EXERCISE DETAILS :: When the line containing "positive clicks: (153, 747)" appears in the data below, begin copying there and stop only after the line containing "416L552 463L598 464L604".

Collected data
* * * * * * * * *

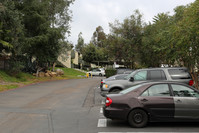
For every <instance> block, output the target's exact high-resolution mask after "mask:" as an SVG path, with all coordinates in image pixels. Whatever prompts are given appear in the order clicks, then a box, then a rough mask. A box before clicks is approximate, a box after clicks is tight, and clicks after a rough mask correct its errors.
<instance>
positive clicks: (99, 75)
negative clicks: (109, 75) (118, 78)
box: [87, 68, 105, 76]
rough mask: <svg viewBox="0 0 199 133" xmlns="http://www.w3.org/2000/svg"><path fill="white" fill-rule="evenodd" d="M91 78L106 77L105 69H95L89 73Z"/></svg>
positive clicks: (89, 71) (89, 75)
mask: <svg viewBox="0 0 199 133" xmlns="http://www.w3.org/2000/svg"><path fill="white" fill-rule="evenodd" d="M87 73H88V74H89V76H91V75H92V76H104V75H105V70H104V68H95V69H93V70H92V71H89V72H87Z"/></svg>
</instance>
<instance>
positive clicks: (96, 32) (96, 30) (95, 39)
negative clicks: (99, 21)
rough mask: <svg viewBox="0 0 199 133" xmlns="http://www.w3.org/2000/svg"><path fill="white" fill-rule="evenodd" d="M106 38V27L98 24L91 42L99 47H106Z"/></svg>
mask: <svg viewBox="0 0 199 133" xmlns="http://www.w3.org/2000/svg"><path fill="white" fill-rule="evenodd" d="M105 40H106V34H105V33H104V29H103V28H102V27H101V26H98V27H97V28H96V31H95V32H94V33H93V37H92V40H91V42H92V43H93V44H94V45H95V46H97V47H100V48H104V47H105V45H104V44H105V43H104V42H105Z"/></svg>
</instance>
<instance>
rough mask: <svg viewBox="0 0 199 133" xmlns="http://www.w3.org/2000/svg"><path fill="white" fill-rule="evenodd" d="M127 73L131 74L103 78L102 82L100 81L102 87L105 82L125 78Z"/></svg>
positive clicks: (126, 75)
mask: <svg viewBox="0 0 199 133" xmlns="http://www.w3.org/2000/svg"><path fill="white" fill-rule="evenodd" d="M127 75H129V74H116V75H113V76H111V77H109V78H106V79H102V80H101V83H100V88H102V86H103V84H105V83H106V82H107V81H111V80H119V79H124V78H125V77H126V76H127Z"/></svg>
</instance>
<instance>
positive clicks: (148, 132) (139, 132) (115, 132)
mask: <svg viewBox="0 0 199 133" xmlns="http://www.w3.org/2000/svg"><path fill="white" fill-rule="evenodd" d="M98 133H154V132H98ZM155 133H182V132H155ZM183 133H198V132H183Z"/></svg>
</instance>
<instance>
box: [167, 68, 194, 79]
mask: <svg viewBox="0 0 199 133" xmlns="http://www.w3.org/2000/svg"><path fill="white" fill-rule="evenodd" d="M168 72H169V74H170V75H171V78H172V79H191V75H190V73H189V72H188V70H187V69H169V70H168Z"/></svg>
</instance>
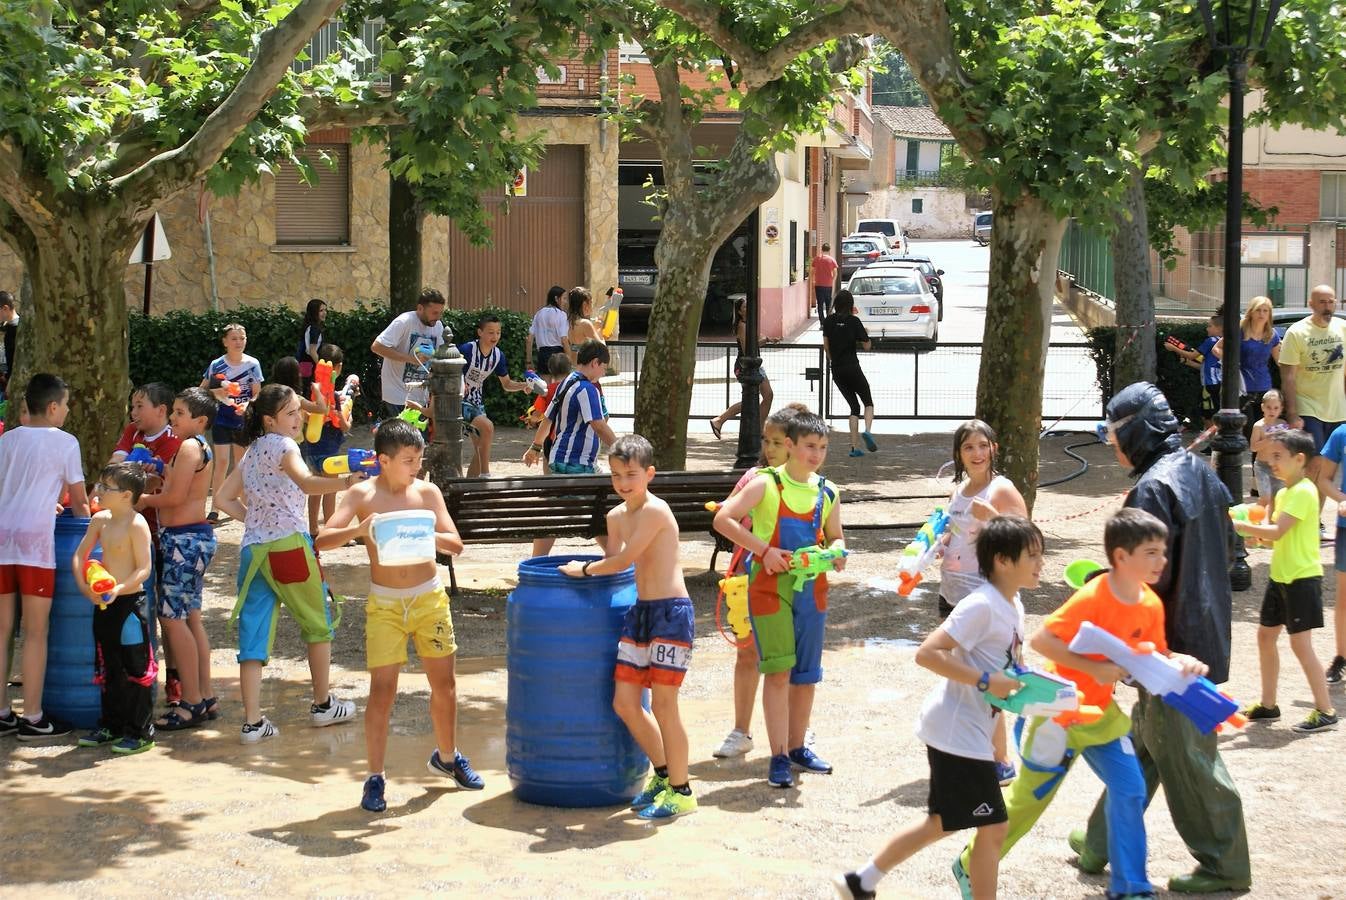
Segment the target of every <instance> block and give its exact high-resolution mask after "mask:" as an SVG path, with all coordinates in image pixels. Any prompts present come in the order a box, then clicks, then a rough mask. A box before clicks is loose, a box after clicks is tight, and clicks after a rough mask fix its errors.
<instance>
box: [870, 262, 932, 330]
mask: <svg viewBox="0 0 1346 900" xmlns="http://www.w3.org/2000/svg"><path fill="white" fill-rule="evenodd" d="M847 288H848V289H849V291H851V295H852V296H853V297H855V315H856V316H857V317H859V319H860V322H863V323H864V328H865V331H868V332H870V339H871V340H874V346H875V347H879V348H882V347H891V346H892V344H898V343H903V342H917V343H918V344H921V346H925V347H927V348H934V346H935V342H938V339H940V301H938V300H937V299H935V296H934V291H931V289H930V283H929V281H926V278H925V274H923V273H922V272H921V269H918V268H917V266H914V265H911V264H903V262H882V264H878V265H870V266H865V268H863V269H859V270H857V272H856V273H855V274H853V276H852V277H851V281H849V283H848V284H847Z"/></svg>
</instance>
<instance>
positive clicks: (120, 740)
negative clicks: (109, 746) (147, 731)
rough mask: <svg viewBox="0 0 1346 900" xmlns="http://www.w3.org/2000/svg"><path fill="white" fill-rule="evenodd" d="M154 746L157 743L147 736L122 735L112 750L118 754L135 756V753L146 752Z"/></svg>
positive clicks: (153, 747)
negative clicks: (122, 736) (134, 736)
mask: <svg viewBox="0 0 1346 900" xmlns="http://www.w3.org/2000/svg"><path fill="white" fill-rule="evenodd" d="M153 748H155V743H153V741H152V740H149V739H147V737H122V739H121V740H120V741H117V743H116V744H113V745H112V752H113V753H117V755H118V756H133V755H135V753H144V752H145V751H147V749H153Z"/></svg>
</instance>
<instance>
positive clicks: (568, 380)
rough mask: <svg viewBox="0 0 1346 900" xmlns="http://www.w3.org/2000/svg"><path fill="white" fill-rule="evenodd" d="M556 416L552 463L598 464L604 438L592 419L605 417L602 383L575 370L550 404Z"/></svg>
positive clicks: (557, 391)
mask: <svg viewBox="0 0 1346 900" xmlns="http://www.w3.org/2000/svg"><path fill="white" fill-rule="evenodd" d="M546 417H548V418H549V420H552V425H553V428H552V433H553V435H555V436H556V437H555V441H553V443H552V457H551V460H549V461H551V463H552V464H565V465H594V464H595V463H596V461H598V451H599V448H600V445H602V441H599V439H598V433H595V432H594V429H592V428H590V422H592V421H595V420H603V417H604V416H603V400H602V397H600V396H599V390H598V385H595V383H594V382H591V381H590V379H588V378H586V377H584V375H581V374H580V373H577V371H572V373H571V374H569V375H568V377H567V378H565V381H563V382H561V386H560V387H557V389H556V397H553V398H552V405H551V406H548V408H546Z"/></svg>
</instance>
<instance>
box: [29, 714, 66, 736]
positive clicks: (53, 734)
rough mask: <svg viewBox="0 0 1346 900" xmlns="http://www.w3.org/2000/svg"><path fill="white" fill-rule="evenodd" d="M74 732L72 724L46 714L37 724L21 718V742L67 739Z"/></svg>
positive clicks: (37, 721)
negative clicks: (61, 737)
mask: <svg viewBox="0 0 1346 900" xmlns="http://www.w3.org/2000/svg"><path fill="white" fill-rule="evenodd" d="M73 730H74V726H73V725H71V724H70V722H63V721H61V720H59V718H52V717H51V716H47V714H46V713H43V714H42V718H39V720H38V721H35V722H30V721H28V720H27V718H23V717H22V716H20V717H19V740H22V741H43V740H47V739H48V737H65V736H66V735H69V733H70V732H73Z"/></svg>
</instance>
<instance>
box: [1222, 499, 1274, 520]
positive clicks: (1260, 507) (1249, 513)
mask: <svg viewBox="0 0 1346 900" xmlns="http://www.w3.org/2000/svg"><path fill="white" fill-rule="evenodd" d="M1229 518H1232V519H1233V521H1234V522H1252V523H1253V525H1261V523H1263V521H1264V519H1265V518H1267V507H1265V506H1263V504H1260V503H1240V504H1238V506H1230V507H1229Z"/></svg>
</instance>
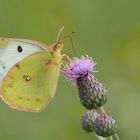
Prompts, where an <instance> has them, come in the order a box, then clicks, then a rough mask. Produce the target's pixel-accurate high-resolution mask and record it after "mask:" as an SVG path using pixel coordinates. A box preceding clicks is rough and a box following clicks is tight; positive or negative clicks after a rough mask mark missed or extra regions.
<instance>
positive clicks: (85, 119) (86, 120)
mask: <svg viewBox="0 0 140 140" xmlns="http://www.w3.org/2000/svg"><path fill="white" fill-rule="evenodd" d="M98 116H99V115H98V114H97V113H96V112H95V111H93V110H91V111H87V112H85V113H84V114H83V116H82V117H81V125H82V128H83V129H84V130H85V131H86V132H88V133H89V132H93V131H94V123H95V120H96V118H97V117H98Z"/></svg>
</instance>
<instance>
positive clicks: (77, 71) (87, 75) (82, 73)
mask: <svg viewBox="0 0 140 140" xmlns="http://www.w3.org/2000/svg"><path fill="white" fill-rule="evenodd" d="M95 66H96V63H95V62H94V61H93V59H92V58H91V57H89V56H87V55H85V56H81V58H77V57H75V58H73V59H72V60H71V62H70V63H69V64H66V65H65V66H64V68H63V73H64V74H65V76H66V77H67V78H68V79H69V80H71V81H73V82H74V83H76V81H77V79H78V78H79V77H83V76H87V78H90V76H91V73H92V72H94V70H95V68H96V67H95Z"/></svg>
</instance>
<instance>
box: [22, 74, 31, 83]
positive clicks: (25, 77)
mask: <svg viewBox="0 0 140 140" xmlns="http://www.w3.org/2000/svg"><path fill="white" fill-rule="evenodd" d="M23 79H24V80H25V81H27V82H28V81H31V80H32V77H31V76H30V75H23Z"/></svg>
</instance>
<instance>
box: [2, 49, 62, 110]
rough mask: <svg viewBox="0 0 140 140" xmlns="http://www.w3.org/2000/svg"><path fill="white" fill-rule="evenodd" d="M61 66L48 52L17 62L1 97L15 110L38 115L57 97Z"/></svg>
mask: <svg viewBox="0 0 140 140" xmlns="http://www.w3.org/2000/svg"><path fill="white" fill-rule="evenodd" d="M59 73H60V66H59V65H56V64H55V63H54V62H53V57H52V56H51V55H50V54H49V53H48V52H38V53H34V54H32V55H30V56H28V57H26V58H25V59H23V60H21V61H20V62H18V63H16V64H15V65H14V66H13V67H12V68H11V69H10V70H9V72H8V74H7V75H6V76H5V77H4V79H3V82H2V86H1V97H2V99H3V100H4V101H5V102H6V103H7V104H9V105H10V106H11V107H12V108H16V109H19V110H24V111H34V112H38V111H41V110H43V109H44V108H45V106H46V105H47V104H48V103H49V101H50V100H51V98H52V97H53V96H54V93H55V90H56V86H57V80H58V77H59Z"/></svg>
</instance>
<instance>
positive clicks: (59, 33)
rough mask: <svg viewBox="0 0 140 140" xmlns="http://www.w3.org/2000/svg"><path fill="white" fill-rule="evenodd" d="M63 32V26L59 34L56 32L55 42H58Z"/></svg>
mask: <svg viewBox="0 0 140 140" xmlns="http://www.w3.org/2000/svg"><path fill="white" fill-rule="evenodd" d="M63 30H64V26H62V27H61V29H60V30H59V32H58V35H57V38H56V41H57V42H58V41H59V38H60V35H61V33H62V32H63Z"/></svg>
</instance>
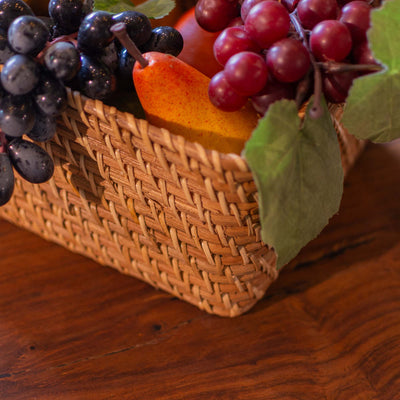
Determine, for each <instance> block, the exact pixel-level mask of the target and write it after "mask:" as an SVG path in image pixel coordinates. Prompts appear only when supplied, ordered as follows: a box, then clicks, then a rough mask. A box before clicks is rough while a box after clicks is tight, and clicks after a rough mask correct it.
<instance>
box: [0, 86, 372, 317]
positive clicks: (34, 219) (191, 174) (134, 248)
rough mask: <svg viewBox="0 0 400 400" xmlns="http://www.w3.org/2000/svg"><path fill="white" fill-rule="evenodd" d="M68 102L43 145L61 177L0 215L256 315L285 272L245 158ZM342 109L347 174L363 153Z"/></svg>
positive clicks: (47, 182) (96, 110) (48, 236)
mask: <svg viewBox="0 0 400 400" xmlns="http://www.w3.org/2000/svg"><path fill="white" fill-rule="evenodd" d="M68 96H69V106H68V109H67V111H66V112H65V113H64V114H63V115H62V118H60V120H59V126H58V132H57V135H56V136H55V138H54V139H53V140H52V141H51V142H49V143H46V144H44V145H43V146H44V147H45V148H46V150H47V151H48V152H49V153H50V154H51V156H52V157H53V159H54V162H55V165H56V167H55V173H54V177H53V178H52V179H51V180H50V181H49V182H47V183H45V184H41V185H32V184H29V183H27V182H26V181H24V180H22V179H19V178H17V181H16V188H15V192H14V195H13V196H12V198H11V200H10V202H9V203H8V204H7V205H6V206H4V207H1V208H0V216H1V217H3V218H5V219H7V220H8V221H10V222H12V223H14V224H17V225H19V226H21V227H23V228H26V229H28V230H30V231H32V232H35V233H37V234H39V235H40V236H42V237H44V238H46V239H48V240H50V241H53V242H56V243H59V244H60V245H62V246H65V247H66V248H68V249H70V250H72V251H74V252H78V253H81V254H83V255H85V256H87V257H90V258H92V259H94V260H96V261H97V262H99V263H100V264H103V265H107V266H111V267H114V268H116V269H117V270H119V271H121V272H122V273H125V274H128V275H132V276H134V277H136V278H139V279H141V280H143V281H146V282H148V283H149V284H151V285H153V286H155V287H158V288H161V289H163V290H165V291H167V292H169V293H171V294H173V295H175V296H177V297H179V298H181V299H183V300H185V301H187V302H189V303H192V304H194V305H196V306H197V307H199V308H200V309H203V310H205V311H207V312H209V313H214V314H217V315H221V316H231V317H233V316H236V315H239V314H241V313H243V312H245V311H247V310H249V309H250V308H251V307H252V306H253V305H254V304H255V303H256V302H257V301H258V300H259V299H260V298H261V297H262V296H263V295H264V293H265V291H266V289H267V288H268V286H269V285H270V284H271V282H273V281H274V280H275V279H276V278H277V275H278V273H277V271H276V268H275V254H274V252H273V251H272V250H270V249H269V248H268V246H266V245H265V244H264V243H263V242H262V241H261V238H260V225H259V214H258V207H257V190H256V187H255V184H254V181H253V179H252V175H251V172H250V171H249V168H248V166H247V164H246V162H245V160H244V159H243V158H242V157H240V156H237V155H233V154H229V155H227V154H221V153H218V152H216V151H209V150H205V149H204V148H203V147H202V146H200V145H198V144H194V143H189V142H187V141H185V140H184V139H183V138H182V137H178V136H175V135H173V134H171V133H169V132H168V131H166V130H164V129H159V128H156V127H154V126H151V125H150V124H148V123H147V122H146V121H144V120H139V119H135V118H134V117H133V115H131V114H128V113H122V112H120V111H118V110H117V109H116V108H114V107H109V106H106V105H104V104H103V103H102V102H100V101H95V100H89V99H85V98H83V97H82V96H81V95H80V93H79V92H72V91H69V92H68ZM340 111H341V109H340V108H339V107H335V108H332V115H333V118H334V122H335V127H336V128H337V132H338V137H339V141H340V144H341V148H342V161H343V168H344V170H345V172H347V171H348V170H349V168H350V167H351V166H352V164H353V162H354V161H355V159H356V157H357V156H358V154H359V153H360V151H361V150H362V148H363V145H364V144H363V143H362V142H359V141H357V140H356V139H355V138H354V137H352V136H350V135H348V134H347V133H346V131H345V130H344V129H342V127H341V126H340V124H339V123H338V122H337V119H338V118H339V117H340Z"/></svg>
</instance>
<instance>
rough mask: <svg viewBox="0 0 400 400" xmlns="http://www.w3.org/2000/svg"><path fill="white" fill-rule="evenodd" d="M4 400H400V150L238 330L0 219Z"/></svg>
mask: <svg viewBox="0 0 400 400" xmlns="http://www.w3.org/2000/svg"><path fill="white" fill-rule="evenodd" d="M0 399H2V400H3V399H6V400H22V399H27V400H33V399H38V400H58V399H61V400H75V399H83V400H91V399H95V400H105V399H130V400H131V399H132V400H147V399H149V400H150V399H154V400H177V399H185V400H186V399H190V400H200V399H204V400H213V399H218V400H220V399H221V400H235V399H246V400H258V399H259V400H272V399H280V400H290V399H301V400H303V399H306V400H314V399H315V400H321V399H329V400H331V399H332V400H339V399H340V400H353V399H360V400H370V399H374V400H375V399H376V400H398V399H400V142H399V141H396V142H394V143H392V144H390V145H369V146H368V147H367V149H366V150H365V152H364V154H363V155H362V156H361V158H360V159H359V161H358V162H357V164H356V165H355V167H354V169H353V170H352V171H351V173H350V175H349V176H348V179H347V181H346V184H345V190H344V196H343V201H342V205H341V209H340V212H339V214H338V215H336V216H335V217H334V218H333V219H332V220H331V223H330V224H329V226H328V227H327V228H326V229H325V230H324V231H323V232H322V234H321V235H320V236H319V237H318V238H317V239H316V240H314V241H313V242H311V243H310V244H309V245H308V246H307V247H306V248H305V249H304V250H303V251H302V252H301V253H300V254H299V256H298V257H297V258H296V259H295V260H294V261H293V262H292V263H291V264H290V265H289V266H287V267H285V268H284V269H283V270H282V272H281V274H280V277H279V278H278V280H277V281H276V282H275V283H274V284H273V285H272V286H271V287H270V288H269V290H268V292H267V294H266V296H265V298H263V299H262V300H261V301H260V302H259V303H258V304H257V305H256V306H255V307H254V308H253V309H252V310H251V311H249V312H248V313H247V314H245V315H242V316H240V317H236V318H233V319H229V318H222V317H217V316H212V315H208V314H206V313H205V312H203V311H200V310H198V309H197V308H195V307H194V306H192V305H189V304H187V303H185V302H183V301H181V300H176V299H174V298H173V297H171V296H170V295H169V294H166V293H163V292H161V291H157V290H156V289H154V288H152V287H150V286H148V285H147V284H146V283H143V282H140V281H138V280H136V279H134V278H131V277H127V276H124V275H121V274H120V273H118V272H116V271H115V270H113V269H111V268H107V267H102V266H100V265H97V264H96V263H94V262H92V261H90V260H88V259H85V258H84V257H82V256H79V255H76V254H73V253H70V252H69V251H67V250H65V249H63V248H61V247H59V246H57V245H55V244H52V243H48V242H46V241H44V240H43V239H41V238H39V237H37V236H35V235H33V234H31V233H29V232H27V231H23V230H20V229H19V228H16V227H14V226H13V225H10V224H9V223H6V222H4V221H0Z"/></svg>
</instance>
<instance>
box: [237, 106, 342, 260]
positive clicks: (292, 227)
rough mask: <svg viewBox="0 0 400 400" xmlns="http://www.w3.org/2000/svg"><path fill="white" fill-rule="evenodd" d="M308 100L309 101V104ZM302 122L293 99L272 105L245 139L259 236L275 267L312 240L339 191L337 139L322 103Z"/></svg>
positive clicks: (319, 227)
mask: <svg viewBox="0 0 400 400" xmlns="http://www.w3.org/2000/svg"><path fill="white" fill-rule="evenodd" d="M311 103H312V99H311V101H310V104H311ZM323 107H324V113H323V115H322V116H321V117H320V118H318V119H311V118H310V117H308V116H307V114H308V110H307V111H306V116H305V119H304V121H303V122H302V121H301V119H300V117H299V116H298V110H297V107H296V104H295V102H294V101H289V100H281V101H278V102H275V103H274V104H272V105H271V106H270V108H269V110H268V112H267V113H266V115H265V116H264V117H263V119H261V120H260V122H259V124H258V126H257V128H256V129H255V131H254V132H253V135H252V137H251V138H250V139H249V140H248V141H247V143H246V146H245V149H244V157H245V158H246V160H247V162H248V164H249V167H250V169H251V171H252V173H253V175H254V180H255V183H256V186H257V189H258V195H259V210H260V220H261V236H262V239H263V241H264V242H265V243H267V244H268V245H269V246H271V247H273V248H274V249H275V252H276V253H277V256H278V260H277V268H281V267H282V266H284V265H285V264H287V263H288V262H289V261H290V260H291V259H292V258H294V257H295V256H296V255H297V253H298V252H299V251H300V250H301V248H302V247H304V246H305V245H306V244H307V243H308V242H309V241H310V240H312V239H313V238H315V237H316V236H317V235H318V234H319V233H320V232H321V230H322V229H323V228H324V226H325V225H326V224H327V223H328V221H329V219H330V218H331V217H332V216H333V215H334V214H335V213H336V212H337V211H338V209H339V205H340V201H341V198H342V192H343V168H342V164H341V156H340V148H339V142H338V140H337V134H336V131H335V129H334V127H333V124H332V120H331V117H330V114H329V112H328V109H327V107H326V104H325V102H324V104H323Z"/></svg>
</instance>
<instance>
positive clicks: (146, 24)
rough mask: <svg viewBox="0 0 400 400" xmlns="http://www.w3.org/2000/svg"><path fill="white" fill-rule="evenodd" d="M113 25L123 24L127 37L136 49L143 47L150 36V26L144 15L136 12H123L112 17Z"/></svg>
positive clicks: (144, 15) (150, 30) (138, 12)
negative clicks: (127, 32)
mask: <svg viewBox="0 0 400 400" xmlns="http://www.w3.org/2000/svg"><path fill="white" fill-rule="evenodd" d="M112 19H113V24H116V23H119V22H123V23H124V24H125V25H126V31H127V32H128V35H129V37H130V38H131V39H132V41H133V42H134V43H135V44H136V46H137V47H140V46H142V45H144V44H145V43H146V42H147V41H148V40H149V39H150V36H151V32H152V26H151V22H150V20H149V19H148V18H147V16H146V15H144V14H142V13H141V12H138V11H123V12H121V13H119V14H115V15H114V16H113V18H112Z"/></svg>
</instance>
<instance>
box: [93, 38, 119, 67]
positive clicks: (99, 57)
mask: <svg viewBox="0 0 400 400" xmlns="http://www.w3.org/2000/svg"><path fill="white" fill-rule="evenodd" d="M98 59H99V60H100V61H101V62H102V63H103V64H105V65H106V66H107V67H108V68H110V70H111V71H112V72H114V71H116V70H117V68H118V64H119V60H118V49H117V46H116V44H115V42H114V41H112V42H111V43H110V44H109V45H108V46H107V47H105V48H104V49H103V51H102V53H101V54H99V55H98Z"/></svg>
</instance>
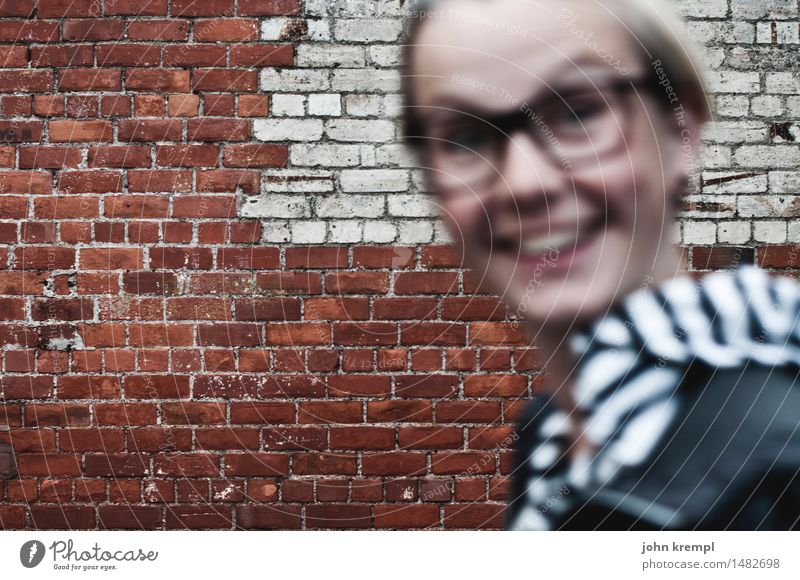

* * * * * * * * *

ANSWER TO THIS TASK ::
positive clicks: (153, 747)
negative clicks: (122, 736) (134, 736)
mask: <svg viewBox="0 0 1346 900" xmlns="http://www.w3.org/2000/svg"><path fill="white" fill-rule="evenodd" d="M153 748H155V743H153V741H152V740H149V739H147V737H122V739H121V740H120V741H117V743H116V744H113V745H112V752H113V753H117V755H118V756H133V755H135V753H144V752H145V751H147V749H153Z"/></svg>
</instance>
<instance>
positive clicks: (568, 380)
rough mask: <svg viewBox="0 0 1346 900" xmlns="http://www.w3.org/2000/svg"><path fill="white" fill-rule="evenodd" d="M556 416L552 463L598 464L604 438L592 419L605 417L602 383L575 370L550 404Z"/></svg>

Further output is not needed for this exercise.